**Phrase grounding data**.
BEGIN
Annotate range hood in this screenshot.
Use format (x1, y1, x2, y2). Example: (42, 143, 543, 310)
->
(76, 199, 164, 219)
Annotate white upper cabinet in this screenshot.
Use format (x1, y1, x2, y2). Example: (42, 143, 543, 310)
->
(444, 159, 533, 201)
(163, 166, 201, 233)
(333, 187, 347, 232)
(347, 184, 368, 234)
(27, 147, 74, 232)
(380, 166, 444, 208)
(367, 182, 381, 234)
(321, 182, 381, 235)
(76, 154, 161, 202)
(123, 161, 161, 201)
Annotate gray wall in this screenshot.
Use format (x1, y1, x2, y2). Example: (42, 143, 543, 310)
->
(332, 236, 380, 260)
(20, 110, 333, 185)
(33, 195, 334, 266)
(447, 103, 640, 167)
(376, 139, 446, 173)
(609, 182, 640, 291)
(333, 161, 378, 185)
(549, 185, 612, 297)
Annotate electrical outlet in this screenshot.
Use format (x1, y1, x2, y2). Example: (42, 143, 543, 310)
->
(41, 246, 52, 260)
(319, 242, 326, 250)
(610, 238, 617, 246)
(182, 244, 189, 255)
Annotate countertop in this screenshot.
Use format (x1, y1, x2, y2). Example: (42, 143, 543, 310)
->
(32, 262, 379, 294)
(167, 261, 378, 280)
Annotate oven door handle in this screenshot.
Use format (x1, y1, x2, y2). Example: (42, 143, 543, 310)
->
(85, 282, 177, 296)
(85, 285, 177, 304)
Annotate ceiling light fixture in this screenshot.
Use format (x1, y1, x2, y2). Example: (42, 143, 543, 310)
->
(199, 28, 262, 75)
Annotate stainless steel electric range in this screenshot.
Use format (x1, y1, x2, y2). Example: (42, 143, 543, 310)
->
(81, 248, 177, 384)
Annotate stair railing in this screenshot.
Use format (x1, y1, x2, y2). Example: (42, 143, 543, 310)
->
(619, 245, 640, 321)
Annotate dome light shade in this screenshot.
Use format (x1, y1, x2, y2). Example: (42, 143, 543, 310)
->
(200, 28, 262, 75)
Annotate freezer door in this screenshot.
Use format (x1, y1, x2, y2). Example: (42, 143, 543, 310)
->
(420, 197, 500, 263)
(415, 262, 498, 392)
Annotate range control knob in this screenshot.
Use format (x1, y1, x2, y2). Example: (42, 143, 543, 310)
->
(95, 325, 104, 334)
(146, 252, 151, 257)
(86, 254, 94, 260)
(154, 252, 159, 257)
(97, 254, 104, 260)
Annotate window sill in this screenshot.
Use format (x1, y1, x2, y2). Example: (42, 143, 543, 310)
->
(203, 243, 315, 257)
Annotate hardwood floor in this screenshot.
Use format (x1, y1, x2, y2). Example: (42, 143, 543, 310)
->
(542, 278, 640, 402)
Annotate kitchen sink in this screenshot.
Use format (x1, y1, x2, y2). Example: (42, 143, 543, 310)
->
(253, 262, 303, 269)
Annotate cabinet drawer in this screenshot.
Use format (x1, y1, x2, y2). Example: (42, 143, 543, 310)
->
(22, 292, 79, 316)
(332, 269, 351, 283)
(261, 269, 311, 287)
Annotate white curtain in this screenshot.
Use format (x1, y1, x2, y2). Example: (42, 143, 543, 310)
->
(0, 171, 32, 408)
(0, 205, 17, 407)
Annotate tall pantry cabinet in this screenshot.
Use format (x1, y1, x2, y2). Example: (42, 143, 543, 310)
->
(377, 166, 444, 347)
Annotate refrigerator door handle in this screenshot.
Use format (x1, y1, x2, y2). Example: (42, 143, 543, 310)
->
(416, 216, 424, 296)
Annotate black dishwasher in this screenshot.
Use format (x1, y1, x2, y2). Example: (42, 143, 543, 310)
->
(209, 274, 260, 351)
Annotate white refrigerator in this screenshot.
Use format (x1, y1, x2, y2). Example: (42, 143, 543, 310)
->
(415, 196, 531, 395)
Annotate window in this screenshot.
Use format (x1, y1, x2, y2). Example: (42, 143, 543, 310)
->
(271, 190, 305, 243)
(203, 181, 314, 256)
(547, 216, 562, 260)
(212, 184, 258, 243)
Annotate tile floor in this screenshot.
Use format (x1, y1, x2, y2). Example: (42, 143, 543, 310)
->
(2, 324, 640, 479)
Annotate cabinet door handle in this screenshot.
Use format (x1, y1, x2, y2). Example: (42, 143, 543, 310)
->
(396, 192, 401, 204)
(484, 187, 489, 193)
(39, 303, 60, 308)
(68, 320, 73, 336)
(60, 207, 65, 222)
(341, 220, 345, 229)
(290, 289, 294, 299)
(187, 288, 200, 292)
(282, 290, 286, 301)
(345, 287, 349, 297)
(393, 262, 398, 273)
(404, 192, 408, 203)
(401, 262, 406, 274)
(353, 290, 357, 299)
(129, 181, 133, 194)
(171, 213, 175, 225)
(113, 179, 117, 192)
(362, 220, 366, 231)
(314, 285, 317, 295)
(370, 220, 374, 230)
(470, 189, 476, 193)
END
**TASK REQUIREMENTS**. Throughout the records above, find the lines in which the word "handle" appears and return them.

**WRITTEN RESPONSE**.
Annotate oven door handle in this screenshot.
Annotate refrigerator door handle in this screenshot.
Annotate cabinet door handle in this screenshot.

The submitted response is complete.